▶ [Soal dan Tugas]:
**a)** Jawab pertanyaan berikut berdasarkan berita tentang pembebasan Assadi di bawah ini.
(i) Negara mana yang memediasi kesepakatan pertukaran tahanan?
(ii) Di platform apa menteri luar negeri Iran membuat pengumuman tersebut?
(iii) Menurut menteri luar negeri Iran, berapa lama Assadi ditahan di Jerman dan Belgia?
**b)** Salin persis bagian berita tentang pembebasan Assadi di bawah ini, dari "Tehran, Purna Warta" sampai "dimediasi oleh Oman.".
**c)** Sambung berita tentang pembebasan Assadi di bawah ini, mulai setelah kalimat terakhirnya.

▶ [Dokumen]:
------------------------------------------------
Tehran, Purna Warta – Pada Jumat sore (26/5), menteri luar negeri Iran Husein Amir Abdullahian menuliskan di Twitter untuk membuat pengumuman penting – pembebasan diplomat Iran Asadullah Assadi, yang dipenjara di Jerman dan Belgia atas tuduhan palsu, dalam kesepakatan pertukaran tahanan yang dimediasi oleh Oman.
Diplomat top Iran menegaskan bahwa “Assadullah Assadi, diplomat tidak bersalah negara kami, yang ditahan secara ilegal di Jerman dan Belgia selama lebih dari dua tahun melawan hukum internasional, sekarang sedang dalam perjalanan kembali ke tanah airnya dan akan segera memasuki Iran yang kita cintai.”
------------------------------------------------
▶ [Data]:
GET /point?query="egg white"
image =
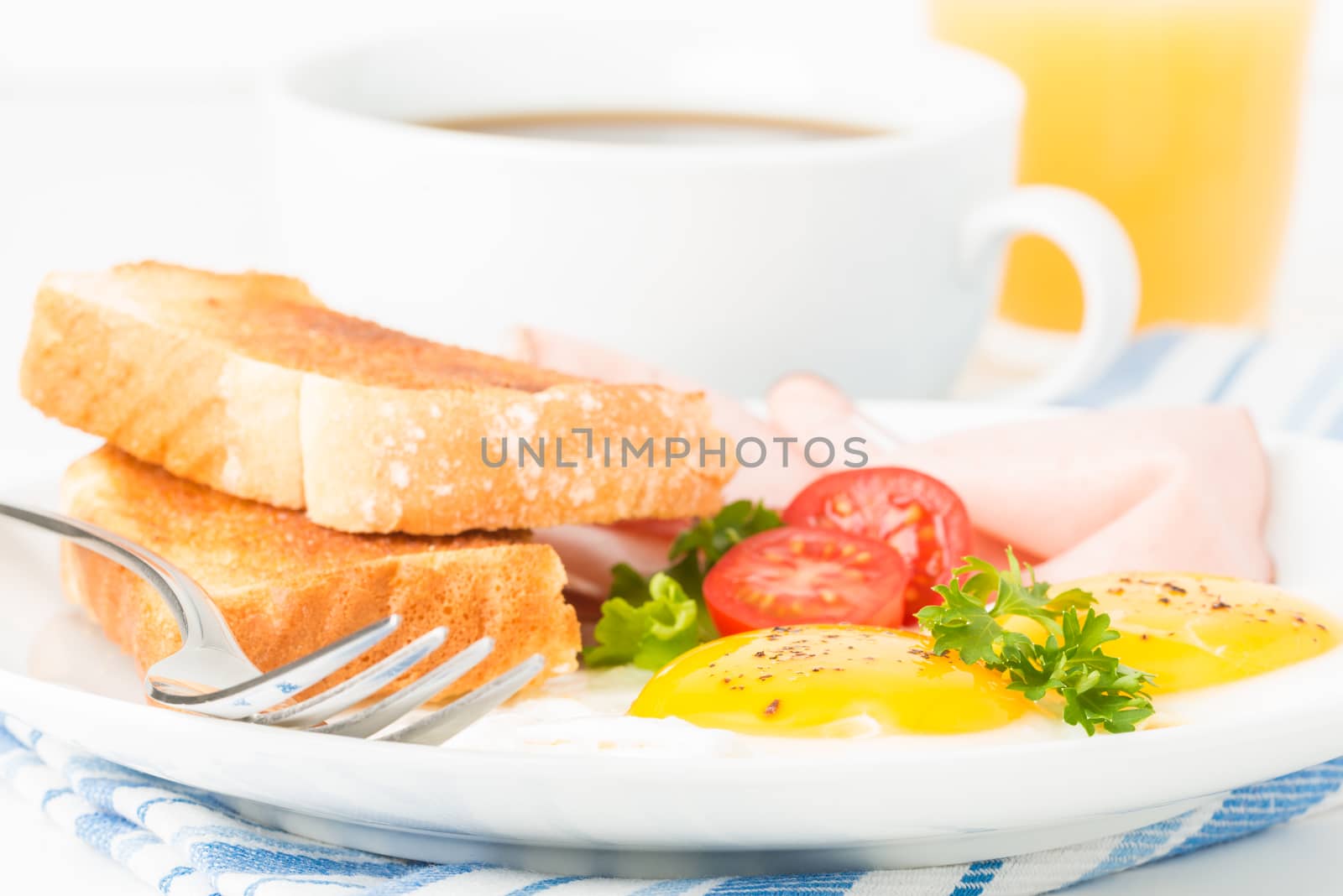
------------------------------------------------
▶ [Jawaban]:
**a)**
(i) Oman
(ii) Twitter
(iii) Lebih dari dua tahun

**b)**
Tehran, Purna Warta – Pada Jumat sore (26/5), menteri luar negeri Iran Husein Amir Abdullahian menuliskan di Twitter untuk membuat pengumuman penting – pembebasan diplomat Iran Asadullah Assadi, yang dipenjara di Jerman dan Belgia atas tuduhan palsu, dalam kesepakatan pertukaran tahanan yang dimediasi oleh Oman.

**c)**
“Saya berterima kasih kepada Kesultanan Oman atas upaya positifnya ke arah ini.”
Baca Juga : Turki Menuju Putaran Kedua Pemilihan Presiden yang Kritis
Dalam pernyataan terpisah, juru bicara kementerian luar negeri Nasser Kanaani Assadi akan kembali ke rumah setelah lima tahun ditahan, pihaknya menambahkan bahwa diplomat itu telah disandera dalam plot yang dirancang oleh rezim Israel berkolusi dengan beberapa dinas intelijen Eropa.
Skenario kebohongan besar Zionis-Amerika telah naik panggung dengan tujuan menciptakan krisis dalam hubungan antara Iran dan Eropa dan plot ini terjadi tepat setelah AS menarik diri dari kesepakatan nuklir dengan Iran.”
Pengumuman resmi itu muncul setelah kementerian luar negeri Oman mengatakan negara Arab itu berhasil menengahi kesepakatan antara Iran dan Belgia untuk menukar tahanan mereka, dua hari sebelum Sultan Haitham bin Tarik dari Oman dijadwalkan mendarat di Tehran.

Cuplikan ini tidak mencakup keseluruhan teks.